■ YOUR OBJECTIVE
Filter the entries below, keeping every line that has the word "with".

#### EXERCISE DATA ####

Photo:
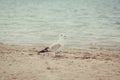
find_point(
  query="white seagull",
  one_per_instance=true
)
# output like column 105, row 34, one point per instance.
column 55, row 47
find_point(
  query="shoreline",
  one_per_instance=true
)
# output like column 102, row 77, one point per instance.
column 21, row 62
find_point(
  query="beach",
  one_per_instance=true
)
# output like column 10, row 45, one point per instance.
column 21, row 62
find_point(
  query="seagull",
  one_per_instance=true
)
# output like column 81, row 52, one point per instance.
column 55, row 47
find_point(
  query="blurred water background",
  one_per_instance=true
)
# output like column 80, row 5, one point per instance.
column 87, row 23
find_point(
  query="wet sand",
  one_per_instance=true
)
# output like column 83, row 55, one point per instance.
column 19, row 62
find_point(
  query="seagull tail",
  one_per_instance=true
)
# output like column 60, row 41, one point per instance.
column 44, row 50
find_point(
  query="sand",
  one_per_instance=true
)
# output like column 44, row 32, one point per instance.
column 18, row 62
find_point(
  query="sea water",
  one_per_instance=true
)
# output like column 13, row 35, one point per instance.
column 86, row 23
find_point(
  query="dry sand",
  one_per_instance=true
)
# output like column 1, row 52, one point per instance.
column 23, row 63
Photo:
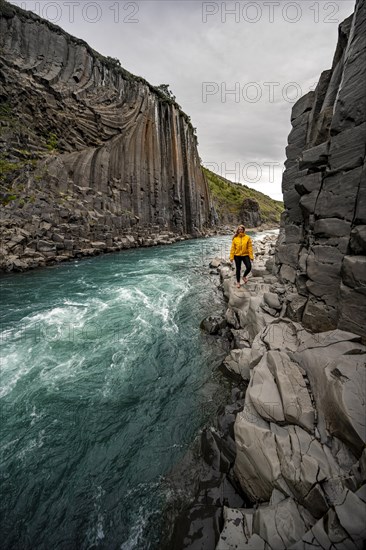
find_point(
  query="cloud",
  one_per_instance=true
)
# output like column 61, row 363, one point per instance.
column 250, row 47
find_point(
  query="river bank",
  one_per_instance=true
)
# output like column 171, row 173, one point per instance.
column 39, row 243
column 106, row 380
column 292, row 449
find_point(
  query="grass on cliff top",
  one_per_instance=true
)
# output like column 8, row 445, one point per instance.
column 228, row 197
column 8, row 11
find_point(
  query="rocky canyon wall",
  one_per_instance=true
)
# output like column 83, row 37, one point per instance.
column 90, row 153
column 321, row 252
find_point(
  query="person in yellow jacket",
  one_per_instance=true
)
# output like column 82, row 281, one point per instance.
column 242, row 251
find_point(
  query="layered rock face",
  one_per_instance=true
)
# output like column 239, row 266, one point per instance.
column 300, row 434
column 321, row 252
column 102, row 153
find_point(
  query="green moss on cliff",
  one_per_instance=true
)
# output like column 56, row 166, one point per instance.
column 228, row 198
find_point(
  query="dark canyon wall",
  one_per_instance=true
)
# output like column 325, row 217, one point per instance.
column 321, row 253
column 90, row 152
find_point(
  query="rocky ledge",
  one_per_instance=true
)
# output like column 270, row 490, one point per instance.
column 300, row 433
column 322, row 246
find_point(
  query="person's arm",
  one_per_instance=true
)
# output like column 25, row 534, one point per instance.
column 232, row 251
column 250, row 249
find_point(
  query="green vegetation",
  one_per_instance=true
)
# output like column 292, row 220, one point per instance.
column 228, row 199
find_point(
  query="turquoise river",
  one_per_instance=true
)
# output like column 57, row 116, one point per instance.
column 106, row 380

####
#### EXERCISE DATA ####

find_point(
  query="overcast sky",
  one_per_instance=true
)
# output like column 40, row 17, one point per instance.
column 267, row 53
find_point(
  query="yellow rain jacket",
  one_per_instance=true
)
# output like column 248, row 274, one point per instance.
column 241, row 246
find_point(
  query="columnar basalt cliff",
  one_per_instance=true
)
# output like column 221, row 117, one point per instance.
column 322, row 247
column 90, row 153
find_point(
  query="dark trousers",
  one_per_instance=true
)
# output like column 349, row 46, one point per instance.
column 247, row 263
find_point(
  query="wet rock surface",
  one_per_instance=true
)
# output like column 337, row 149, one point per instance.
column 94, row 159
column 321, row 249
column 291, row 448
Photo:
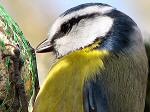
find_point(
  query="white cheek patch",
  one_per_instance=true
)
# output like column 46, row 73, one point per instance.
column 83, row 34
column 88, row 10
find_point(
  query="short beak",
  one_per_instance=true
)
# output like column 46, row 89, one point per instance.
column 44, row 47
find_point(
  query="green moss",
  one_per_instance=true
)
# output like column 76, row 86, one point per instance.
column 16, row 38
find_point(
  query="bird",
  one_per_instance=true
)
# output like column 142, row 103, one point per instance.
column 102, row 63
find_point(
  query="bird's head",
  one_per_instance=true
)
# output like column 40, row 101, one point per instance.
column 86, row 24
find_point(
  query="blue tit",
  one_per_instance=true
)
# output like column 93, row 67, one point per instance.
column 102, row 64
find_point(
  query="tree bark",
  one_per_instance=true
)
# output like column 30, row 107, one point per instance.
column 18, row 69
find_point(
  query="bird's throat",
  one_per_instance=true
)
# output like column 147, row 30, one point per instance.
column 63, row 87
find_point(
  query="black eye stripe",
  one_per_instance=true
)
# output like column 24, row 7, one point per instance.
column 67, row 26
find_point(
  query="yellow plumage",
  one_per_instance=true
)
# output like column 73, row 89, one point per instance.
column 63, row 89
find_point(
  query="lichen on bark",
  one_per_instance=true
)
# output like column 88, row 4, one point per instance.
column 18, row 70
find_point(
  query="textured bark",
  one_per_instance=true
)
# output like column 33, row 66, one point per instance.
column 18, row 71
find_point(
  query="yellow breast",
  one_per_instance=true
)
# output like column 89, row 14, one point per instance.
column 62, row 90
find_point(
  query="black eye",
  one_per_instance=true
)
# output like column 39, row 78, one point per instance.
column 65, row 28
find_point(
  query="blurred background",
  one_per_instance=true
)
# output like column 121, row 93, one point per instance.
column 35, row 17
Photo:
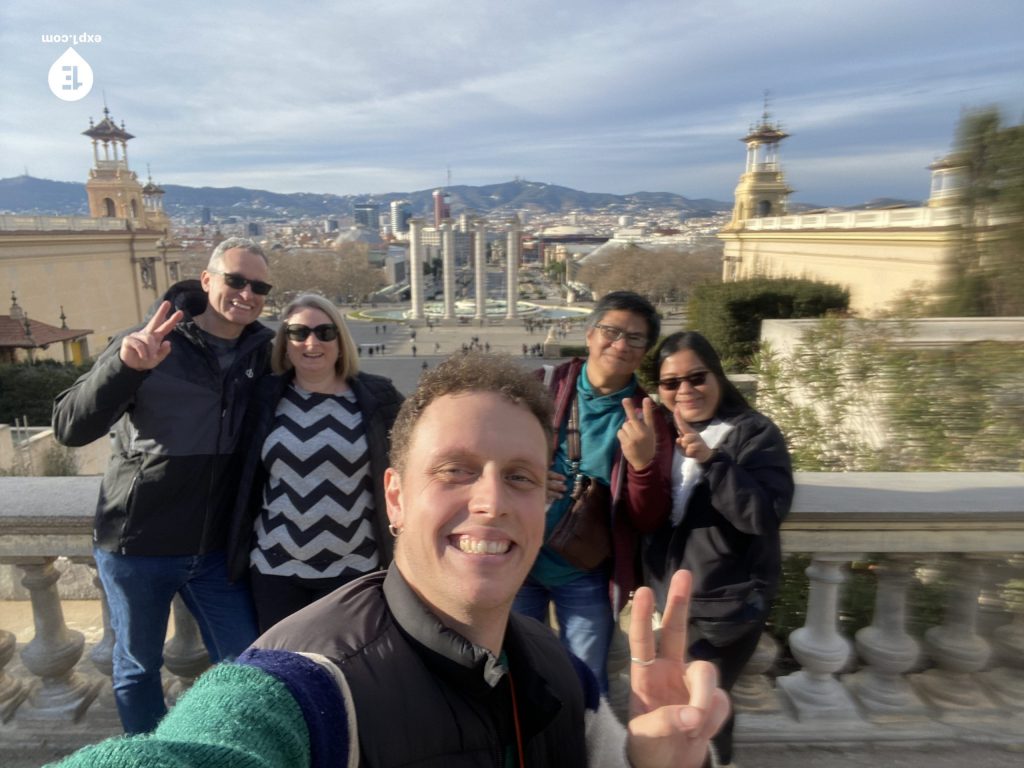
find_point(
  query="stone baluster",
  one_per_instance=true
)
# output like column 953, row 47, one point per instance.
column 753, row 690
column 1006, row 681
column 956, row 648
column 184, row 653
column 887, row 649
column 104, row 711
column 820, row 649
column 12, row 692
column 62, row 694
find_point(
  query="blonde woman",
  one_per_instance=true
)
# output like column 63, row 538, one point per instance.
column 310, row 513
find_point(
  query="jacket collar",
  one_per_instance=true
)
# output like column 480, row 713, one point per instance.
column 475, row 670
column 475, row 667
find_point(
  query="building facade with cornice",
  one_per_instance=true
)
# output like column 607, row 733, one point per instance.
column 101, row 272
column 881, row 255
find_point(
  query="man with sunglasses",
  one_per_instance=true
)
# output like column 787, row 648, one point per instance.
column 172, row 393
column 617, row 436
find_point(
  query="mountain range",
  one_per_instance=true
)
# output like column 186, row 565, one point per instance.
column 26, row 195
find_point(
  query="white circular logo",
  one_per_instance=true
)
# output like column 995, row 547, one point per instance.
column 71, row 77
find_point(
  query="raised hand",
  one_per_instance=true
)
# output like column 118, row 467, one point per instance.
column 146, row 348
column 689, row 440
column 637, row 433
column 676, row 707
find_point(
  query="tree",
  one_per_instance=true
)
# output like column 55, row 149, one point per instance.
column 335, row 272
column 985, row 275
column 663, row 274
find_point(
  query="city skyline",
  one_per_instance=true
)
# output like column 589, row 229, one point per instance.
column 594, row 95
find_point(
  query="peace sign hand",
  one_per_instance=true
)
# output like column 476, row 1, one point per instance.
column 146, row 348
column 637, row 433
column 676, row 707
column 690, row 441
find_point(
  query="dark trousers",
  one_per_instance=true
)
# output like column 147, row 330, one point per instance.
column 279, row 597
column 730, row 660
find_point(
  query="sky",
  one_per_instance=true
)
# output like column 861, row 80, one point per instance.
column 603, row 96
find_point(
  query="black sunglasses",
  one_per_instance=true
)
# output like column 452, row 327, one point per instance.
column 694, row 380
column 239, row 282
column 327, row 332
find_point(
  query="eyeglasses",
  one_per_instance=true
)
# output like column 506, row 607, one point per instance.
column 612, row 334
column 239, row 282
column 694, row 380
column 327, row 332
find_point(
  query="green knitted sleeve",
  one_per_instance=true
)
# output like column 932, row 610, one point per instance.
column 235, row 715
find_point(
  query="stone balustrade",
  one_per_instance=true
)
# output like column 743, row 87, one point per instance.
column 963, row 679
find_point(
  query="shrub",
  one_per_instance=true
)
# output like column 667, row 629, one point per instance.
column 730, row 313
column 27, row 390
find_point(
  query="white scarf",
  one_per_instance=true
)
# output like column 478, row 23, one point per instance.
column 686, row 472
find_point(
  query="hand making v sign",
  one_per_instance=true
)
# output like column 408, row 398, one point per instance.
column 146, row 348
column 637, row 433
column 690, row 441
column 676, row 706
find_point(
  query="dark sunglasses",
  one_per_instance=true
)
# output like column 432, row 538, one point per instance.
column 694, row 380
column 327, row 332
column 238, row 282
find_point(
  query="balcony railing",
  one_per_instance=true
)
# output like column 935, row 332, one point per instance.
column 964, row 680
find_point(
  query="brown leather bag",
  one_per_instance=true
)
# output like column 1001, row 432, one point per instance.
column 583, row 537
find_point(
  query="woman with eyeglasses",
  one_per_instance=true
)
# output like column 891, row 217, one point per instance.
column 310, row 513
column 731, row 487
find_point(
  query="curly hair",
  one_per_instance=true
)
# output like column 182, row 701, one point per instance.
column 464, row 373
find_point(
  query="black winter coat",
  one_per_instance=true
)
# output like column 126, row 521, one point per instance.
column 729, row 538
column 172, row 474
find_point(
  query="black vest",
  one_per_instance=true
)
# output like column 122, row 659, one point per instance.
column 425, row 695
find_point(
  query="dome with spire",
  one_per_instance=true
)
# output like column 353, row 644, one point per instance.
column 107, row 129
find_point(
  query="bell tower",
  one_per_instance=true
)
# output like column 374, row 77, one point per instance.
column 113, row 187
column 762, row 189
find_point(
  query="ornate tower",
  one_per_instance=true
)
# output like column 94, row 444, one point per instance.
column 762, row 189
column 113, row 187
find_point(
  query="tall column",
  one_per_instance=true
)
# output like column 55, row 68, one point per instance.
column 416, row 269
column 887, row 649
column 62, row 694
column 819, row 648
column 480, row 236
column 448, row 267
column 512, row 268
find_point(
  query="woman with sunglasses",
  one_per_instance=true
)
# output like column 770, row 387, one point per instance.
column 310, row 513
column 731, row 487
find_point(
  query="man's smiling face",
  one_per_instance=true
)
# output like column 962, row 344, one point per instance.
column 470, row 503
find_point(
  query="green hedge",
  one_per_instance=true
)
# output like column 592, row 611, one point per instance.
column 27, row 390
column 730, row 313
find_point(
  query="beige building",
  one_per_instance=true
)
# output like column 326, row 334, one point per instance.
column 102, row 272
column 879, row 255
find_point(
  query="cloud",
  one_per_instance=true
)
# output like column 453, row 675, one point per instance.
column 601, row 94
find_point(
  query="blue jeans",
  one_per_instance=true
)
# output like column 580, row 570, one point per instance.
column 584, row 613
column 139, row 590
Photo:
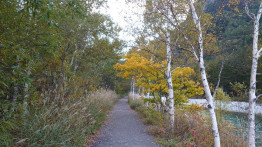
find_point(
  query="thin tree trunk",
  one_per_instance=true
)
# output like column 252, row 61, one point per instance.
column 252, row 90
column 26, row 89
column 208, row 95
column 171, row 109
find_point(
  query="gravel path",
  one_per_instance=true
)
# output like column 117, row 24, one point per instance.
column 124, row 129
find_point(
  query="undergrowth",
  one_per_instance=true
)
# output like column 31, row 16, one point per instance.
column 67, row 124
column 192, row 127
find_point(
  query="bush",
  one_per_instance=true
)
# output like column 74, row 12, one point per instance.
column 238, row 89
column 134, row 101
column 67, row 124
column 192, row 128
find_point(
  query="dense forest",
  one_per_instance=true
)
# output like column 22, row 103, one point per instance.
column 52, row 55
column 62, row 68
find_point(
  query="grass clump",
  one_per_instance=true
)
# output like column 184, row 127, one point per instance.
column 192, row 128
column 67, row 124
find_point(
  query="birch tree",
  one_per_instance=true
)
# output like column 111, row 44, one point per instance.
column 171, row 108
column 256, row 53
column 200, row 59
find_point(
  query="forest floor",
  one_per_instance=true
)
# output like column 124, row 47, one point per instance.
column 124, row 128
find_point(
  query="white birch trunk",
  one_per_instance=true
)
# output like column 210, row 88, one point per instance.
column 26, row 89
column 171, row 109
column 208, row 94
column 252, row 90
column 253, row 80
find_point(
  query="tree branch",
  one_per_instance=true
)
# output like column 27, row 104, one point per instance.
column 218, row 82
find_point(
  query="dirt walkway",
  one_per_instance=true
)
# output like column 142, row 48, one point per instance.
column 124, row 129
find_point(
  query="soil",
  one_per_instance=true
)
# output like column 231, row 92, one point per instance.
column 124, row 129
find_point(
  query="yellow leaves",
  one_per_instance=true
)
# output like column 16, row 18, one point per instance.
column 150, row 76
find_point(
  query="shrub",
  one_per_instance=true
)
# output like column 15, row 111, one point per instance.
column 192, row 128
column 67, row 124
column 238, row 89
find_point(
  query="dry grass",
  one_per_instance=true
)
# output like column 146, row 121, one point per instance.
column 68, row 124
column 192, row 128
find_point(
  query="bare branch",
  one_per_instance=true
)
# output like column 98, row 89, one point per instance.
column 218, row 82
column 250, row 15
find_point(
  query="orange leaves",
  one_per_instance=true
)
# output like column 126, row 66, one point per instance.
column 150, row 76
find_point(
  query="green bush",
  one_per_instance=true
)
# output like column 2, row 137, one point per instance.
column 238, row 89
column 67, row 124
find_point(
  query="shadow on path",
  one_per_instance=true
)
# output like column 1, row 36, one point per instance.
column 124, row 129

####

■ REPLY
  query="building facade with cornice",
  query="man with sunglasses",
  query="woman with eyeglasses",
  query="dome with spire",
  query="woman with sunglasses",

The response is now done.